Extracted data entries:
******

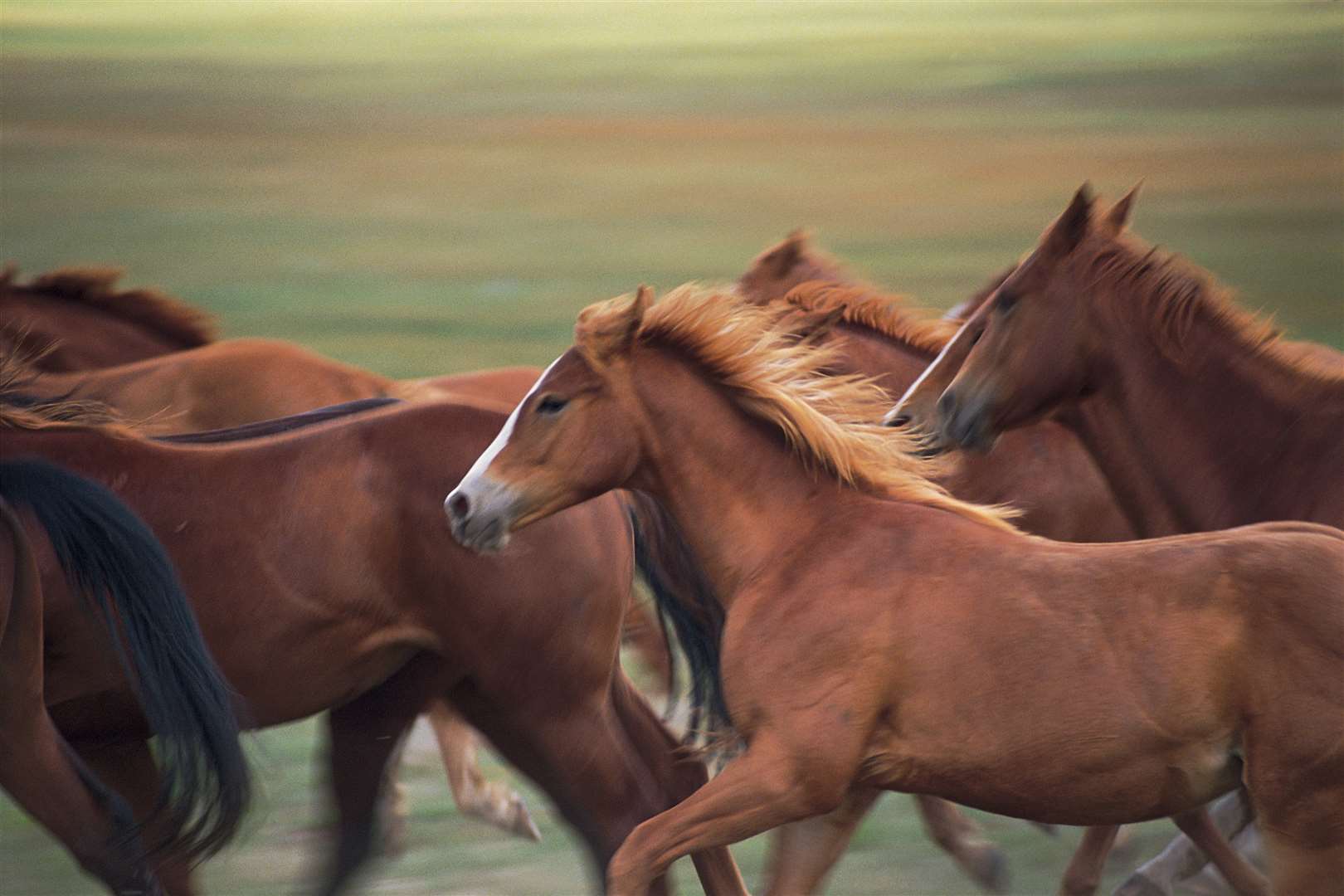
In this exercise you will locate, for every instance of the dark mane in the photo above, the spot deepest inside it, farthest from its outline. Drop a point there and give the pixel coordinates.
(687, 603)
(149, 308)
(279, 425)
(1170, 295)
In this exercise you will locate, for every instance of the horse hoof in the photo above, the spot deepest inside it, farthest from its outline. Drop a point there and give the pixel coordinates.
(1140, 885)
(523, 824)
(992, 872)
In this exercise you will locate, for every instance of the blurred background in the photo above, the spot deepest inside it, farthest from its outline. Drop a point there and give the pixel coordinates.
(424, 188)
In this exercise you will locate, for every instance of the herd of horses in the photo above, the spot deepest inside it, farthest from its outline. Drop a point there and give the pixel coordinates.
(1066, 553)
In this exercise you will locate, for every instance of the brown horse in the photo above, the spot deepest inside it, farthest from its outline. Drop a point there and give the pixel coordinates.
(1161, 368)
(863, 610)
(236, 382)
(1177, 391)
(374, 617)
(75, 319)
(105, 553)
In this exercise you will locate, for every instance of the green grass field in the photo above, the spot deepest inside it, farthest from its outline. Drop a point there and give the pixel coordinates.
(424, 188)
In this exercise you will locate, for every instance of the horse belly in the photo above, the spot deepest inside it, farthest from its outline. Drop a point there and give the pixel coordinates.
(1064, 779)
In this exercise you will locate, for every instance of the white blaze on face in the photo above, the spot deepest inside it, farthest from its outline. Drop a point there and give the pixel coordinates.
(485, 461)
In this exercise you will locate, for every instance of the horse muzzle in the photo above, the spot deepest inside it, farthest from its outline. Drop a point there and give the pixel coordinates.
(480, 514)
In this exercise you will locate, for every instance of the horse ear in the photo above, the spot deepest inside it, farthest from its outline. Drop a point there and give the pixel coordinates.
(1070, 227)
(635, 316)
(813, 327)
(786, 254)
(1118, 218)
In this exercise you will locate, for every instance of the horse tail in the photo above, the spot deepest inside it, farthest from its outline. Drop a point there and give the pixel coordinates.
(110, 555)
(687, 603)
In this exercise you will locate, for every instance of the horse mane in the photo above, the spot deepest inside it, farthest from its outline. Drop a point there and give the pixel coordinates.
(166, 314)
(1170, 295)
(869, 308)
(773, 377)
(21, 410)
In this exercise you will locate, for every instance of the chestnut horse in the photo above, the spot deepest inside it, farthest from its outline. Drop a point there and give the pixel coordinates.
(145, 627)
(375, 617)
(75, 319)
(863, 609)
(1040, 470)
(1176, 391)
(1161, 375)
(242, 381)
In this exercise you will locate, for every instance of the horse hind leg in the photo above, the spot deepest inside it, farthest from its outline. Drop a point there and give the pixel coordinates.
(128, 768)
(804, 852)
(962, 839)
(491, 801)
(45, 777)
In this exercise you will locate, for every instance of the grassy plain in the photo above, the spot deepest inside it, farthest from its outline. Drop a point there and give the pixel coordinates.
(424, 188)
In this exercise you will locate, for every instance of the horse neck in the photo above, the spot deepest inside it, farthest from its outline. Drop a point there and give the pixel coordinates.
(1220, 437)
(738, 494)
(893, 363)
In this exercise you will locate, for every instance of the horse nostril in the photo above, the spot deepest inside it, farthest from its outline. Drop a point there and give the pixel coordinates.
(947, 405)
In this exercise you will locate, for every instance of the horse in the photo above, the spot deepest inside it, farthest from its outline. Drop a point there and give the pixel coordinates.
(860, 609)
(1175, 390)
(373, 618)
(74, 319)
(113, 566)
(1040, 470)
(236, 382)
(1133, 323)
(242, 381)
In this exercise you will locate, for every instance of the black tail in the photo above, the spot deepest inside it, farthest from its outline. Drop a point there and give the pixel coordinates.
(117, 562)
(686, 601)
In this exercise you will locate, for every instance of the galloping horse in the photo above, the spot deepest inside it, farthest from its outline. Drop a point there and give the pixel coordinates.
(374, 617)
(110, 561)
(74, 319)
(1174, 390)
(863, 610)
(1040, 470)
(1161, 375)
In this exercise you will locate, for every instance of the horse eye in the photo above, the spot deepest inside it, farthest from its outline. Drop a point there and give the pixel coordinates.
(552, 405)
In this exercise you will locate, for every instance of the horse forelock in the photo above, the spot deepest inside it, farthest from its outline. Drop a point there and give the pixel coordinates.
(832, 421)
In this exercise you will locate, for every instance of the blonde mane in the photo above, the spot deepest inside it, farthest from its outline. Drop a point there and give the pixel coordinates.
(830, 421)
(1170, 295)
(882, 314)
(23, 411)
(149, 308)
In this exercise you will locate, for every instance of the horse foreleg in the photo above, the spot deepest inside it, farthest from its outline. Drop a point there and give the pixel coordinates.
(804, 852)
(363, 735)
(641, 631)
(767, 786)
(578, 752)
(1183, 857)
(679, 777)
(491, 801)
(1082, 878)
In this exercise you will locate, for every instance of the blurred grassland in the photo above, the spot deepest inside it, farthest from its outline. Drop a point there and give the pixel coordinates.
(424, 188)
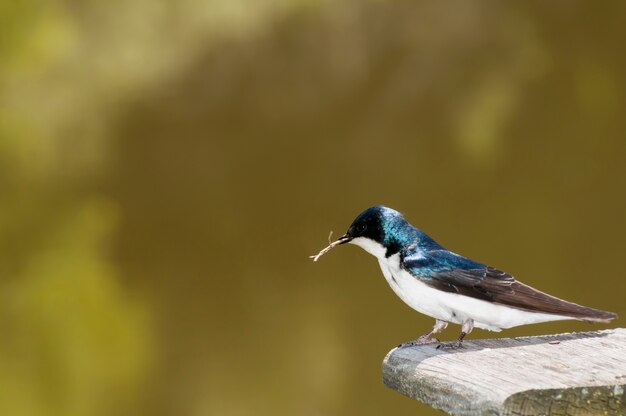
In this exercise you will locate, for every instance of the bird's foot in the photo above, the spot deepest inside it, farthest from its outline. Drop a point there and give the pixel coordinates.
(454, 345)
(423, 340)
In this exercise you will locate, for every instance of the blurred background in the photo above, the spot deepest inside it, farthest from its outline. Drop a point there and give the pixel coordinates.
(167, 167)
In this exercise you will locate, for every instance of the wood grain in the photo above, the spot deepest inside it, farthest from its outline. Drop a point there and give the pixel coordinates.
(567, 374)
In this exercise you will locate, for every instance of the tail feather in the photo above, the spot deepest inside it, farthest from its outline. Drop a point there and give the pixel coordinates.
(525, 297)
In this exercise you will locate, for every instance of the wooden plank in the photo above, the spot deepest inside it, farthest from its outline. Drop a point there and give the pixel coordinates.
(567, 374)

******

=== Problem statement ===
Copy every line of the material above word for word, leaving out the pictures.

=== Solution ===
In this exercise you will locate, for every instance of the dark mane in the photo above, the spot deepest inside it, farthest from its outline. Drop a point there and give the pixel coordinates.
(687, 603)
(149, 308)
(279, 425)
(1170, 295)
In this exercise you will locate, for every instance of the horse hoof in the photo above, the spot deepest inside it, farthest from its outline. Drop a point there and give the pixel coordinates.
(1140, 885)
(523, 824)
(992, 872)
In this exercise you will locate, for every instance of the blurred background in the photo above, the spot deepest inside it, farthest from its outline. Drop a point there and give the pixel coordinates.
(424, 188)
In this exercise you will locate, for every instance of the herd of horses in the photo above, the spot deepest inside it, farthest from its outline. Drop a point there and give the pixel coordinates.
(1066, 553)
In this exercise you will locate, for every instance of the brown horse in the photo above, the spot deepest inside it, farthest from its outline. Drop a point there and give the pixel coordinates.
(1161, 368)
(863, 610)
(236, 382)
(1177, 391)
(374, 617)
(75, 319)
(105, 553)
In this exercise you will locate, for every instance of the green grass field in the photo above, the spot deepest inside it, farthest from its outline. Drop a point there and give the pixel coordinates.
(424, 188)
In this exercise you will locate, for every instance of the horse belly in the photo above, the spot deepest inside it, farthest from its outline. Drop a point there and give the pixel coordinates.
(1064, 779)
In this exercise you will locate, for every instance of the white blaze on face in the photo above, the spot deepest inside it, farthest from its outline. Drop a point there and give the pixel coordinates.
(485, 461)
In this exercise you will locate, for every instance of the horse muzzle in the photo above, the spot deepest inside it, farthest from its outline. Drop a point there and give the pixel coordinates.
(480, 514)
In this exercise you will locate, for every instance of the horse ear in the photo above, the spot deepest inside it, farthest from its outline. Drop a point there and give the pixel coordinates.
(1070, 227)
(635, 316)
(813, 327)
(786, 254)
(1118, 218)
In this exercise you will locate, for every instance of the horse tail in the photo above, the spot deepest inside it, farthest from its outline. Drop a point there and give the pixel coordinates.
(110, 555)
(687, 603)
In this exercise you will locate, for every instance of the horse mane in the photo above, the spot deepest inside it, farthest from its outline. Drop a point there and give the pixel coordinates.
(166, 314)
(1170, 295)
(869, 308)
(773, 377)
(21, 410)
In this exercise you will locate, for every instance of the chestnut horse in the photo above, the spot deepest inside it, farthest from its outline. Drop a point there and give the pixel coordinates.
(145, 627)
(375, 617)
(75, 319)
(863, 609)
(1040, 470)
(1176, 391)
(1161, 375)
(242, 381)
In this exercise you will locate, for every instance of the horse hind leg in the photo above, the spot deepest inside it, farthest from its outline. Drop a point there and give the pixel coordinates.
(128, 768)
(804, 852)
(962, 839)
(491, 801)
(45, 777)
In this exercise you will locate, for every instance of the grassy plain in the photo above, the spot deepest inside it, farthest from its outline. Drop a point there and give the pixel coordinates.
(424, 188)
In this exercise you will locate, for every instance of the horse neck in the photo above, the spot deepest inside it, farthest from its outline. Drop a point there and give the pixel coordinates.
(1220, 437)
(738, 494)
(893, 363)
In this exercise you will locate, for every instance of the horse nostril in the photo above, the spot deepest inside it, farthest from its outline. Drop a point there and give the pixel coordinates.
(947, 405)
In this exercise you will locate, for every instance of the horse in the photo above, the spot deepest inside it, farthest from its outline. Drop a point there and give the pixel coordinates.
(860, 609)
(1175, 390)
(373, 618)
(74, 319)
(113, 566)
(1040, 470)
(236, 382)
(1133, 323)
(242, 381)
In this exercise you will locate, for every instance of the black tail in the photo above, the spot deepest inside it, farthest from its outline. Drop a point there and give the pixel coordinates.
(117, 562)
(686, 601)
In this exercise you will locate, for every instance of the galloping horse in the photo above, the spot deepest inside it, farthest from its outline. Drop a point there and give the pixel coordinates.
(374, 617)
(110, 561)
(74, 319)
(1174, 390)
(863, 610)
(1040, 470)
(1161, 375)
In this exercise you will locate, for every instance of the horse eye in the photo above, the spot deepest inside it, farthest from its outline. Drop a point there and give the pixel coordinates.
(552, 405)
In this exercise you will locate, for every instance of the horse forelock in the photo above, the spot deepest inside it, farthest from its outline. Drop a point there and give the pixel coordinates.
(832, 421)
In this exercise you will locate, for every instance of the blonde mane in the photo above, the spot deepest inside it, farthest from its outline. Drop a point there and give the pixel coordinates.
(830, 421)
(1170, 295)
(882, 314)
(23, 411)
(149, 308)
In this exercise you will locate, for every instance of the horse foreleg in the photo above, the spot deepest inside it, farthest from its outline. Drop a point there and give the pixel coordinates.
(804, 852)
(363, 735)
(641, 631)
(767, 786)
(578, 752)
(1183, 857)
(679, 777)
(491, 801)
(1082, 878)
In this exercise you will locate, for every instance of the blurred grassland in the photo above, the spot deepest inside it, farthest from its outline. Drop a point there and give the pixel coordinates.
(424, 188)
In this exercise you will locate, for every instance of the bird's foot in the photo above, the spot deepest inside it, farthest from its outline. Drop a point there and give the pixel coordinates.
(454, 345)
(423, 340)
In this exercise you will locate, for every instance of the blurred background in the photo above, the spot deepest inside it, farthest from its outline. Drop a point there and give the pixel coordinates.
(167, 167)
In this exercise you will locate, for every instance of the wood grain in the photo above, the spot deepest inside it, farthest from its outline. Drop a point there and give the pixel coordinates.
(567, 374)
In this exercise you will locate, for every instance of the tail feather in the photo above, the spot deepest inside it, farthest from its outline. Drop a point there and give the pixel coordinates.
(525, 297)
In this exercise you will locate, for every instance of the wooden plank in the photo above, the spot deepest inside it, farthest from its outline. Drop a point there and give the pixel coordinates.
(567, 374)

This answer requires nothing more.